DOCUMENT TEXT:

---+---

The matter wasn’t even mentioned until the 53rd minute when we had yet another report from a journalist.

My point is that if Ireland was a functional democracy this story would have eclipsed all others for days and within days there would have been serious developments for the politicians who made the allegations or for the tribunal itself.

But apart from the reports from Dublin Castle all we got was yet another analysis by a cabal of journalists. There was, however, a very interesting and telling exchange during this debate which demonstrated just how far removed many Irish people are, including journalists, from admitting that Ireland is a corrupt state.

The discussion had turned to the situation in South Africa and the possible consequences for South Africa after the election of Jacob Zuma as leader of the African National Congress. Zuma is seen by many as a dodgy character and could soon be in court on corruption charges.

Pat Kenny referred to Zuma as a Dell Boy character and expressed the view that he would bring his country into disrepute and make the leadership a laughing stock.

Michael O’Regan of the Irish Times who had earlier expressed sympathy for Bertie Ahern and the difficult time he was having spoke of Zuma in an altogether different tone.

“I find him quite sinister, the fact alone that he’s facing corruption charges in the New Year I would have thought precluded him from any kind of public office. He’s quite dangerous, I would have thought.”

---+---

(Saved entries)
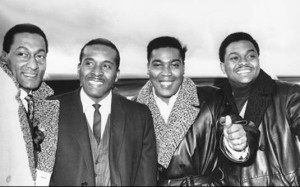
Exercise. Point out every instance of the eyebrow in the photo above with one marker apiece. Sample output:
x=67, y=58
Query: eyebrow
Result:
x=173, y=60
x=250, y=50
x=22, y=47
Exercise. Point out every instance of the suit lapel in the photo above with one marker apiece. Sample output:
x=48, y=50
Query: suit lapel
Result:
x=79, y=129
x=116, y=137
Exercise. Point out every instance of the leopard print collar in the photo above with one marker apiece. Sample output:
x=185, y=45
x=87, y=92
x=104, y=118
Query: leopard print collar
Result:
x=46, y=115
x=183, y=115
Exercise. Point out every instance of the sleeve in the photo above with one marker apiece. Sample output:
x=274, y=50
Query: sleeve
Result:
x=293, y=108
x=252, y=133
x=147, y=171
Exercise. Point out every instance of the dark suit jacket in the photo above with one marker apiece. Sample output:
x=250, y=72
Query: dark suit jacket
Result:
x=132, y=149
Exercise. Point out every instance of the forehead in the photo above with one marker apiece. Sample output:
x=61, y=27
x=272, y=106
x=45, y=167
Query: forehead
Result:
x=29, y=41
x=92, y=51
x=240, y=46
x=165, y=53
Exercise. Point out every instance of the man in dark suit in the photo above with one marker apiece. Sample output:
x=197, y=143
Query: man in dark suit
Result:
x=109, y=144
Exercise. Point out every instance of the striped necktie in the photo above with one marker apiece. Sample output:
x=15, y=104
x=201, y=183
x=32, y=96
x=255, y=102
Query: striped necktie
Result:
x=97, y=123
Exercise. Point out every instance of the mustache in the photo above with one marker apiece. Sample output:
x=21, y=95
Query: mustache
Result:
x=95, y=77
x=244, y=66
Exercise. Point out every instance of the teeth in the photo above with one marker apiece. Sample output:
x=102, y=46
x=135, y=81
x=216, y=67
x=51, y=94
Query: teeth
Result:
x=29, y=75
x=243, y=71
x=96, y=83
x=166, y=83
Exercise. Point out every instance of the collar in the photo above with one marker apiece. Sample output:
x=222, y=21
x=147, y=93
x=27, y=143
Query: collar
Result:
x=165, y=108
x=171, y=100
x=88, y=102
x=183, y=114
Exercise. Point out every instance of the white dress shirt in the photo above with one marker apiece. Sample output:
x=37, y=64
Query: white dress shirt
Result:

---+---

PROBLEM 1: List every person the commentary on the radio debate names by both first and last name.
PROBLEM 2: Rewrite the part of the commentary on the radio debate that opens with the words containing "The discussion had" and closes with "a laughing stock.", changing "dodgy" to "questionable".
These entries have nothing to do with the commentary above.

RESULT 1: Jacob Zuma, Pat Kenny, Michael O'Regan, Bertie Ahern

RESULT 2:
The discussion had turned to the situation in South Africa and the possible consequences for South Africa after the election of Jacob Zuma as leader of the African National Congress. Zuma is seen by many as a questionable character and could soon be in court on corruption charges.

Pat Kenny referred to Zuma as a Dell Boy character and expressed the view that he would bring his country into disrepute and make the leadership a laughing stock.